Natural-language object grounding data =
-.-.-

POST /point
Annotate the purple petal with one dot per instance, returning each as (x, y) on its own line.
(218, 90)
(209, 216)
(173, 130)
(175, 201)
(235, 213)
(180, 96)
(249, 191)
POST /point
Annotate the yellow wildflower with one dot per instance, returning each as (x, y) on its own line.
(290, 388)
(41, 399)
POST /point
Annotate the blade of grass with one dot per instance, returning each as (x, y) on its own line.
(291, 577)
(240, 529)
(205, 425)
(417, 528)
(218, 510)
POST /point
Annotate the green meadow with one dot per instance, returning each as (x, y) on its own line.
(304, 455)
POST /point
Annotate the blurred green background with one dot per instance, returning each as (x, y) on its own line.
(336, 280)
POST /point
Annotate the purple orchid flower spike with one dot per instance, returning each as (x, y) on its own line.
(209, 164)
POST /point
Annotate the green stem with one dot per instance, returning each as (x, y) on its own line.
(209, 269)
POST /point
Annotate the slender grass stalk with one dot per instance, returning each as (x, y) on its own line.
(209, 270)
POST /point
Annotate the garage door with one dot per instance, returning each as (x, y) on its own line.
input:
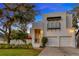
(53, 41)
(65, 41)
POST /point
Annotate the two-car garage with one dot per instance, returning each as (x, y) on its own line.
(61, 41)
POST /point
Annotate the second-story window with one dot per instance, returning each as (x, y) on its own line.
(54, 23)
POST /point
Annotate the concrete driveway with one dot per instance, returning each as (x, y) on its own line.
(53, 51)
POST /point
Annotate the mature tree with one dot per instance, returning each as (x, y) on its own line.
(20, 14)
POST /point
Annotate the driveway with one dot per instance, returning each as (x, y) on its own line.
(53, 51)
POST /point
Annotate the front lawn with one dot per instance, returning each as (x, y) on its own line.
(19, 52)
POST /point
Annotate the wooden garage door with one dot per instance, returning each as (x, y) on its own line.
(53, 41)
(65, 41)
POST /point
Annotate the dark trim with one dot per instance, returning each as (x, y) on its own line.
(54, 18)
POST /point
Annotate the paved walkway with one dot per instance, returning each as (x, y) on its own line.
(50, 51)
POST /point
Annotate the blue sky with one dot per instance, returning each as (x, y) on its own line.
(45, 8)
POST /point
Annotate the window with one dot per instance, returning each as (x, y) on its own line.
(54, 22)
(53, 25)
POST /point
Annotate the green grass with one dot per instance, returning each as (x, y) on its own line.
(19, 52)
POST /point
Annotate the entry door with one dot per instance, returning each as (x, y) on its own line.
(37, 35)
(65, 41)
(53, 41)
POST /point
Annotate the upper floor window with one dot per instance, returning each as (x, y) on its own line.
(53, 23)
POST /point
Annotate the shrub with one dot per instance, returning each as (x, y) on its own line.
(6, 46)
(29, 45)
(44, 41)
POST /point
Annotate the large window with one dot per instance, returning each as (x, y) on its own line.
(53, 23)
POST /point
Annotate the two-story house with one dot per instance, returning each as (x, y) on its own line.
(57, 27)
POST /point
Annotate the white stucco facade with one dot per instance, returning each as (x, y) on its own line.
(63, 37)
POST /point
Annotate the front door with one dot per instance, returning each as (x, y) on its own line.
(37, 35)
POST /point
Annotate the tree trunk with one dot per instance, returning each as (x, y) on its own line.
(9, 35)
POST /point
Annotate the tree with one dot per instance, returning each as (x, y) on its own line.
(22, 15)
(75, 17)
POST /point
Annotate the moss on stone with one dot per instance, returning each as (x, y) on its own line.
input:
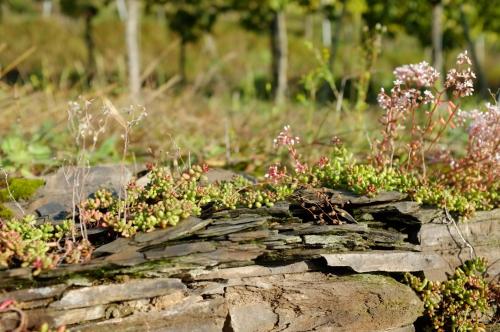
(5, 213)
(21, 189)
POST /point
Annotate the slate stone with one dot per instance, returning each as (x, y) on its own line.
(316, 302)
(325, 240)
(249, 236)
(251, 271)
(385, 260)
(202, 316)
(230, 254)
(342, 197)
(444, 236)
(53, 211)
(330, 229)
(184, 228)
(224, 229)
(183, 249)
(241, 219)
(58, 190)
(33, 294)
(134, 289)
(56, 318)
(113, 247)
(128, 257)
(283, 238)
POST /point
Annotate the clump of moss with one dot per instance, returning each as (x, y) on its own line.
(5, 213)
(20, 189)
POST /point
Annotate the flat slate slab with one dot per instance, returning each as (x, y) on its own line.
(135, 289)
(386, 261)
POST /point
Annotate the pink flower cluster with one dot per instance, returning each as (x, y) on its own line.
(421, 74)
(285, 138)
(484, 135)
(461, 82)
(275, 174)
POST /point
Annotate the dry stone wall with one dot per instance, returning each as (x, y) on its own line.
(266, 269)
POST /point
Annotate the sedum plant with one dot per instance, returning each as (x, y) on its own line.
(166, 199)
(460, 303)
(25, 243)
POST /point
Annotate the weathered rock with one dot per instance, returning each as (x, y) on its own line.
(387, 261)
(252, 271)
(52, 317)
(57, 198)
(134, 289)
(113, 247)
(203, 316)
(249, 236)
(33, 294)
(228, 228)
(313, 301)
(183, 229)
(451, 235)
(183, 249)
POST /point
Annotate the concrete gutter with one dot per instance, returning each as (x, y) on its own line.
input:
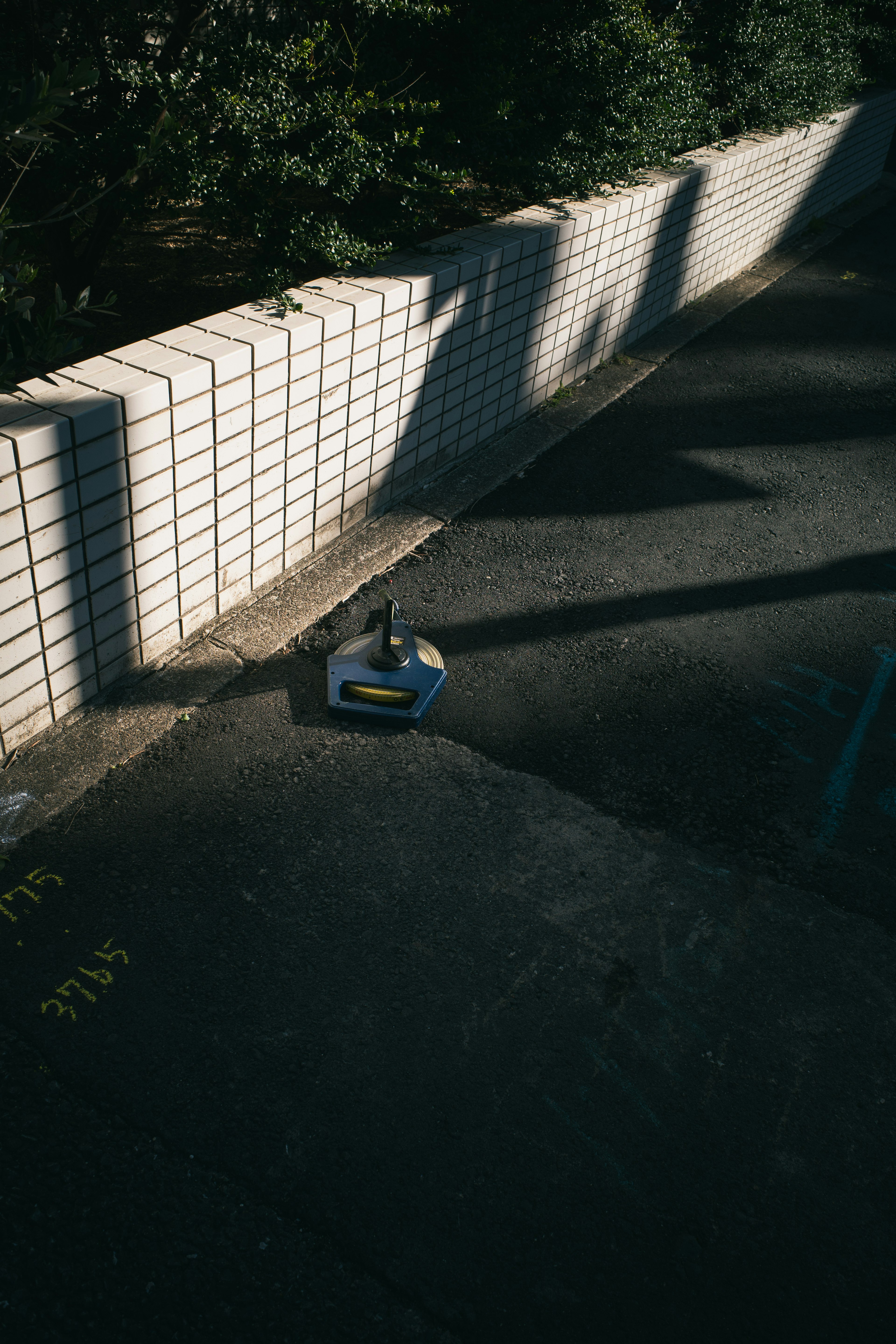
(52, 773)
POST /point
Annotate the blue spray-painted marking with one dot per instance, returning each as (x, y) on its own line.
(11, 806)
(782, 740)
(610, 1066)
(887, 800)
(841, 779)
(601, 1150)
(797, 710)
(823, 695)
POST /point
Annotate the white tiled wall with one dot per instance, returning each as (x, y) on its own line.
(147, 491)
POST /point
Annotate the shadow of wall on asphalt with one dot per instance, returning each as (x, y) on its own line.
(859, 573)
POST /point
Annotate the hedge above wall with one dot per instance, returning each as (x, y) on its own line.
(327, 132)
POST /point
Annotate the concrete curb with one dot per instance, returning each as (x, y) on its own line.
(54, 769)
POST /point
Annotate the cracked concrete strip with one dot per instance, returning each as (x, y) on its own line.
(261, 630)
(62, 764)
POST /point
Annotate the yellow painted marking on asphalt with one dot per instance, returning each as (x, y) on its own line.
(103, 978)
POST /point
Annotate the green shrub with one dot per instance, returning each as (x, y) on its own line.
(324, 132)
(776, 62)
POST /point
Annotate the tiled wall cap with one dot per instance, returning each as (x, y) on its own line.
(397, 294)
(38, 436)
(303, 330)
(189, 377)
(421, 281)
(228, 359)
(367, 304)
(91, 413)
(142, 394)
(338, 319)
(268, 343)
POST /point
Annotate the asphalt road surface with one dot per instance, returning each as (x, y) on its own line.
(569, 1018)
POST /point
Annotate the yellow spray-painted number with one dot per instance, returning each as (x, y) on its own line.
(37, 879)
(101, 978)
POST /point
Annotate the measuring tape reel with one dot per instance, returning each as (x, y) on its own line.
(392, 675)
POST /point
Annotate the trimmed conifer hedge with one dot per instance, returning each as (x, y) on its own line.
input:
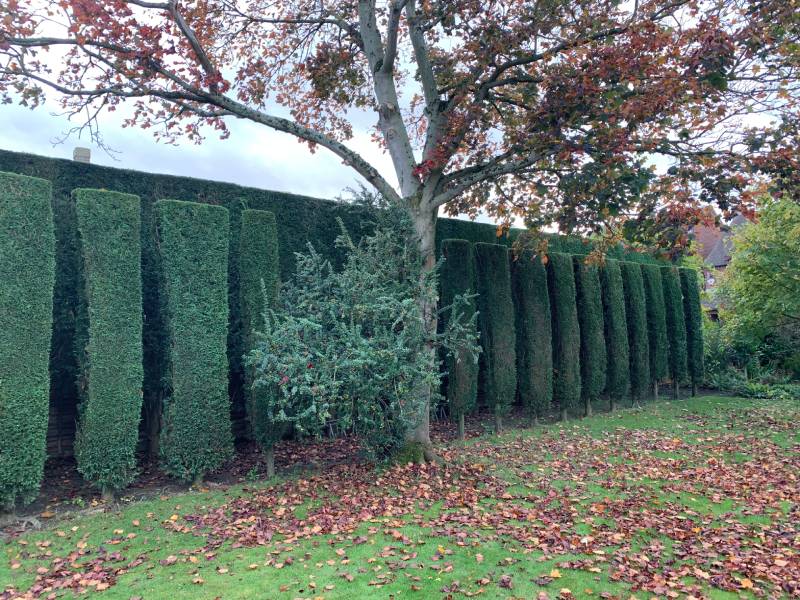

-.-.-

Task details = You need to restate all of the entries above exactly and leave the pictures behind.

Response below =
POST /point
Annotate the purple petal with one dot per instance, returning each as (x, y) on its own line.
(218, 90)
(209, 216)
(173, 130)
(175, 201)
(235, 213)
(180, 96)
(249, 191)
POST /point
Annotate the yellow wildflower with one dot per instance, returning each as (x, y) on its own line.
(290, 388)
(41, 399)
POST /point
Annotate the blade of grass with one dot per instance, returning each as (x, y) on its own line.
(291, 577)
(240, 529)
(205, 425)
(417, 528)
(218, 510)
POST /point
Annotate the green meadow with one dot per instance, returning each as (x, y) on its own line.
(304, 455)
POST /point
Annotate the blurred green background with one dot per instance, returning each as (x, y) on its own line.
(336, 280)
POST /point
Annotate the purple orchid flower spike with one dot per instance, returning each as (x, y) on its own line.
(209, 164)
POST /point
Annotate the green stem with one dot per instance, returning each as (x, y) on its own line.
(209, 269)
POST /point
Annotate the slender grass stalk with one dot per instance, returning each as (x, y) on its own line.
(209, 270)
POST /point
Annotate the garage door with one dot per instance, returning each as (x, y) on its own line.
input:
(53, 41)
(65, 41)
POST /point
Annotate the two-car garage with one dot per instance, returning each as (x, y) on its own line.
(61, 41)
POST /point
Annotate the second-story window with one dot per instance, returning each as (x, y) on its own line.
(54, 23)
POST /point
Annotate the concrete driveway with one dot per instance, returning each as (x, y) on its own line.
(53, 51)
POST /point
Annotate the mature tree with one dot per instance, returning each as (x, y) on its own line.
(20, 14)
POST /point
Annotate the driveway with one dot per instance, returning each as (x, y) on its own line.
(53, 51)
POST /point
Annotate the front lawn with one dot per instance, returning each as (x, y) on its own line.
(19, 52)
POST /point
Annotate the wooden garage door with one dot per instance, returning each as (x, y) on its own line.
(53, 41)
(65, 41)
POST /point
Annotate the dark trim with one dot per instance, returning each as (x, y) on its own line.
(54, 18)
POST /point
Annotate the paved walkway with one dot per instance, returning each as (x, y) on its own line.
(50, 51)
POST /point
Annotate the blue sky with one dot per instance, returning each as (x, y) on its own line.
(45, 8)
POST /point
Annotate the window with one dot per instance, returning each as (x, y) on its own line.
(54, 22)
(53, 25)
POST /point
Annotate the green grass with one dot per instance, returning each as (x, y) on its own line.
(19, 52)
POST /point
Annotate the entry door with one dot per instance, returning each as (x, y) on its own line.
(37, 35)
(65, 41)
(53, 41)
POST /point
Annotate the upper floor window with one dot per instance, returning each as (x, y) on its own line.
(53, 23)
POST /point
Annotate the shrub with one dot per instance, returning each as (x, y) on its own line.
(6, 46)
(29, 45)
(44, 41)
POST /point
Annotate the large window with one dot per instance, returning each as (x, y) on its own line.
(53, 23)
POST /point
Annotate the two-story house with one dot per instance, returning each as (x, y) on its own line.
(57, 27)
POST /point
Annotate the white stucco facade with one dot per instance, returning each as (x, y) on its own line.
(63, 37)
POST /point
Annotate the front door with one dot per instance, returning each as (x, y) on its own line.
(37, 35)
POST /point
Annotate the tree trunk with one dot per instance, returning each as (x, y) on its own line.
(9, 35)
POST /point
Annotate the tree with one dot per instance, returning each as (x, y) on its own line.
(22, 15)
(75, 17)
POST /point
Annotate the moss on stone with one dot per instance, returning each as (x, y) on its own line.
input:
(5, 213)
(21, 189)
POST /point
Annotate the slate stone with one dot per instance, returning each as (x, y) on its own line.
(316, 302)
(325, 240)
(249, 236)
(251, 271)
(385, 260)
(202, 316)
(230, 254)
(342, 197)
(444, 236)
(53, 211)
(330, 229)
(184, 228)
(224, 229)
(183, 249)
(241, 219)
(58, 190)
(33, 294)
(134, 289)
(56, 318)
(113, 247)
(128, 257)
(283, 238)
POST /point
Annotate the clump of moss with one dot per instance, returning each as (x, y) on its own line.
(5, 213)
(20, 189)
POST /point
Annotate the flat slate slab with one dot per instance, returning each as (x, y) on its own line.
(135, 289)
(386, 261)
POST /point
Annotate the pink flower cluster with one dot per instance, returning each as (x, y) on its own line.
(421, 74)
(285, 138)
(484, 135)
(461, 82)
(275, 174)
POST /point
Annotate the dry stone wall with one dot per instance, returning each as (x, y) on its own line.
(266, 269)
POST /point
Annotate the sedum plant with one dot per instance, returning each as (x, y) on its own line.
(166, 199)
(460, 303)
(25, 243)
POST /point
Annotate the weathered rock with one dot per instance, returning each as (x, y) on its own line.
(387, 261)
(252, 271)
(52, 317)
(57, 198)
(134, 289)
(113, 247)
(203, 316)
(249, 236)
(33, 294)
(228, 228)
(313, 301)
(183, 229)
(451, 235)
(183, 249)
POST /point
Annotate the concrete gutter with one dot per instance, returning each as (x, y) on its own line.
input:
(52, 773)
POST /point
Annotate the blue spray-painted marking with one dot per instance, returning each as (x, y) on its own line.
(11, 806)
(782, 740)
(610, 1066)
(887, 800)
(841, 779)
(601, 1150)
(797, 710)
(823, 695)
POST /point
Annotate the white tiled wall with one dot per instance, returning each as (x, y) on its own line.
(147, 491)
POST /point
Annotate the shadow of wall on asphalt with one dot per instance, returning each as (x, y) on its own line.
(859, 573)
POST /point
Annotate the hedge above wall with one dot per instance, returning each as (x, y) on its own line.
(327, 132)
POST /point
Annotate the concrete curb with one dot per instance, returning each as (x, y) on its own line.
(54, 769)
POST /point
Annotate the cracked concrete strip with one dot per instance, returning each as (x, y) on its own line.
(261, 630)
(62, 764)
POST /point
Annotate the yellow painted marking on asphalt with one dot per instance, returning each as (x, y) on its own line.
(103, 978)
POST /point
Annotate the green shrub with one dot per instance, returning each as (x, y) on its own line.
(324, 132)
(776, 62)
POST /point
Annotate the tiled wall cap with one dot per instance, returning each as (x, y) on its own line.
(397, 294)
(38, 436)
(303, 330)
(189, 377)
(421, 281)
(228, 359)
(367, 304)
(91, 413)
(142, 394)
(338, 319)
(268, 343)
POST /point
Annotate the asphalt road surface with one dot per instance, returning each as (x, y) on its own line.
(569, 1018)
POST /point
Annotate the yellow spray-painted number with one dot per instance, returning each as (x, y) on its own line.
(37, 879)
(101, 978)
POST /point
Annotate the measuring tape reel with one dot per instance, returning each as (x, y) on its own line.
(392, 675)
POST /point
Annotate the trimmed conifer hedge with one dot per instance, returning each as (x, y) on its own line.
input:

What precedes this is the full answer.